Task directions: Count the lines in the rows below that contain the string "grass", treating uppercase and lowercase letters as distinct. Reply with that number alone.

Dataset content:
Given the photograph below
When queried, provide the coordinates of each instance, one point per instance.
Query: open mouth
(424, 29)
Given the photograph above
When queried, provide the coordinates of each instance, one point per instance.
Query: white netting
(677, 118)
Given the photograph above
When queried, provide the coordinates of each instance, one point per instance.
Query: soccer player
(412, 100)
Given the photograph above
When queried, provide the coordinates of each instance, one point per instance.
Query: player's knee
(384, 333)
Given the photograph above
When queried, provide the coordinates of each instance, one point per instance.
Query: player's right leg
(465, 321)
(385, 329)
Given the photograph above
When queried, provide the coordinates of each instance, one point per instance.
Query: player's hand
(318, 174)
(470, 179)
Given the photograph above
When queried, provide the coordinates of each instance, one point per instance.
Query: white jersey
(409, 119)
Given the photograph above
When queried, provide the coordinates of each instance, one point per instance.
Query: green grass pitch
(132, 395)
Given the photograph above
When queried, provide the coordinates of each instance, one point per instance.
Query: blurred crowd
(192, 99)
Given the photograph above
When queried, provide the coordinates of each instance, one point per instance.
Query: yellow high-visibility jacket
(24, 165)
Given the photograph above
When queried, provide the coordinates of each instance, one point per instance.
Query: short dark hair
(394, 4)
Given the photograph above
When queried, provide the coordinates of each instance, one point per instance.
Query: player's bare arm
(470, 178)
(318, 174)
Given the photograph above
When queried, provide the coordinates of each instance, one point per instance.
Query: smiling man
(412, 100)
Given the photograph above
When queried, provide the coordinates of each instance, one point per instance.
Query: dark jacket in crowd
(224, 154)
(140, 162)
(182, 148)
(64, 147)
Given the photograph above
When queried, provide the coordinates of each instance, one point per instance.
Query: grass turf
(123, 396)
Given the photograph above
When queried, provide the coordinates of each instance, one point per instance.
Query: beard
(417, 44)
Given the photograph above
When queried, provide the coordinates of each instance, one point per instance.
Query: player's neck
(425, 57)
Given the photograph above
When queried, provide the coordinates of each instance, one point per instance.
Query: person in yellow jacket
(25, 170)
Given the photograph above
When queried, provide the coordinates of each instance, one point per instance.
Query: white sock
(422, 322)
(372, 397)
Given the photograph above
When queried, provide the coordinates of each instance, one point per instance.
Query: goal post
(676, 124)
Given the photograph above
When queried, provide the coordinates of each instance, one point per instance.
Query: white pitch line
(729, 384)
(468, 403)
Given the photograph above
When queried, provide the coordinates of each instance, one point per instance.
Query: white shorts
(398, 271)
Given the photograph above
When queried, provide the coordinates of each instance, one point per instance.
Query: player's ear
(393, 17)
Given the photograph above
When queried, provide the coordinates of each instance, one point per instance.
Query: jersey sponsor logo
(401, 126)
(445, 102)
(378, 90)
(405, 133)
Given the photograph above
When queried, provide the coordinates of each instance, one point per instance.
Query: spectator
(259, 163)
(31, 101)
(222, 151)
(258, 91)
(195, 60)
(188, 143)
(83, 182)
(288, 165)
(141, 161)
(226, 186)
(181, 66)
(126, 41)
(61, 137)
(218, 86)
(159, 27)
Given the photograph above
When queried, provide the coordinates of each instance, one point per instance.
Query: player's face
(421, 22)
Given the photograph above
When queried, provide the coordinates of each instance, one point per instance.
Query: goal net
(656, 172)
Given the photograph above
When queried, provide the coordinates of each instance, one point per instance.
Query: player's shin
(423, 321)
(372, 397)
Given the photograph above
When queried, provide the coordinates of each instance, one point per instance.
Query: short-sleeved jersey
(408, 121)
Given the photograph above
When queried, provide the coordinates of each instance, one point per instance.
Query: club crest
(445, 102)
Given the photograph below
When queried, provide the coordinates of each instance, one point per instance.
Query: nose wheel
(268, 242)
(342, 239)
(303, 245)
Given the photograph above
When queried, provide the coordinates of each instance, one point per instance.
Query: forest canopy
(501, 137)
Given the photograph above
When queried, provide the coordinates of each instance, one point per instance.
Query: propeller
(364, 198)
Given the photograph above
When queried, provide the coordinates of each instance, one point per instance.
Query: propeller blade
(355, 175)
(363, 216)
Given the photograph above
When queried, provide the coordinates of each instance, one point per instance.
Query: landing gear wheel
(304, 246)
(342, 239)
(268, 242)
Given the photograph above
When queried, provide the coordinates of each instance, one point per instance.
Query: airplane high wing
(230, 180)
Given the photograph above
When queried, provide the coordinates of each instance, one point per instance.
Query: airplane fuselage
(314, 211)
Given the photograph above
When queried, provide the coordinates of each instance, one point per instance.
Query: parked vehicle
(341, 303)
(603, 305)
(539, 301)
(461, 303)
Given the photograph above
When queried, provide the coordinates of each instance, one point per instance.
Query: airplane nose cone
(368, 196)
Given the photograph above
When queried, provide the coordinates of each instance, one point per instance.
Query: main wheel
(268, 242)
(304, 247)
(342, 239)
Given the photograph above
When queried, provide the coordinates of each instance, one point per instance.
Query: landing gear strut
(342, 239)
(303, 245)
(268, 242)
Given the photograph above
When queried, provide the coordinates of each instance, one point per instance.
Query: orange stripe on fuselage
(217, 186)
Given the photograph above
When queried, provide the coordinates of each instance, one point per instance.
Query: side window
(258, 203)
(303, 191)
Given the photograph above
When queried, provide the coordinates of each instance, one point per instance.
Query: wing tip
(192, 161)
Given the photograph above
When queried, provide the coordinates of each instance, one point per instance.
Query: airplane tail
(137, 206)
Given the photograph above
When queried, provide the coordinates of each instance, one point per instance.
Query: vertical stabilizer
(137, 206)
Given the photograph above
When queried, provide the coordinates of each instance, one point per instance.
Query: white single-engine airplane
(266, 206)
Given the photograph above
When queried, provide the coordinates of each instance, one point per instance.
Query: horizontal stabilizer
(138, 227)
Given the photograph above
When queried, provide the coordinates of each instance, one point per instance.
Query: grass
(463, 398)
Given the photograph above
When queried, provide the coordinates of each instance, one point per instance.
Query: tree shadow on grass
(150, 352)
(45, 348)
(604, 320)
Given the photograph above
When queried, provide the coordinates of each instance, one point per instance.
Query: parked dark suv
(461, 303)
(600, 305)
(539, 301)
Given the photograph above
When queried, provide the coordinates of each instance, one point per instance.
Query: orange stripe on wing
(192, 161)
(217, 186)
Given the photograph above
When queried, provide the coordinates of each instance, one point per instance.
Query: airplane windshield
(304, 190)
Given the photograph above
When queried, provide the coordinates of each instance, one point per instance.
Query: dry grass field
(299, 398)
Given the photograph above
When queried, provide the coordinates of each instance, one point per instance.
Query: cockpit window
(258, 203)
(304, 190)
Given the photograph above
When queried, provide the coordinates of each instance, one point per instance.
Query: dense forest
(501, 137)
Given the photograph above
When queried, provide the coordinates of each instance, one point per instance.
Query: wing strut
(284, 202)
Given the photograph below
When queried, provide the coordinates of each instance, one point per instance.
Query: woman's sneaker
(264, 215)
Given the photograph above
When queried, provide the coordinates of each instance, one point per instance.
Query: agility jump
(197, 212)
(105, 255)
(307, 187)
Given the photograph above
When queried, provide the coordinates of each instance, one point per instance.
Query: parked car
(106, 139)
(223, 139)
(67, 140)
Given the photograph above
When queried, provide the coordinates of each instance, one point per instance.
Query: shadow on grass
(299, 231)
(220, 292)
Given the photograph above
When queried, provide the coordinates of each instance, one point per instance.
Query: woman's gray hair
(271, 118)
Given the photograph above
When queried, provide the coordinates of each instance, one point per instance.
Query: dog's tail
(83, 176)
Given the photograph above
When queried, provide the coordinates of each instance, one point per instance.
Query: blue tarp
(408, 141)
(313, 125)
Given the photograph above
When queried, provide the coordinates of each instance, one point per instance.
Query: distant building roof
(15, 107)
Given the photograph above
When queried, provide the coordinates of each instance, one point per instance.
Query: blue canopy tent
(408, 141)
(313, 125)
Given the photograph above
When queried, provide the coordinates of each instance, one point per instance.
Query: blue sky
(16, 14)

Answer to the exercise: 6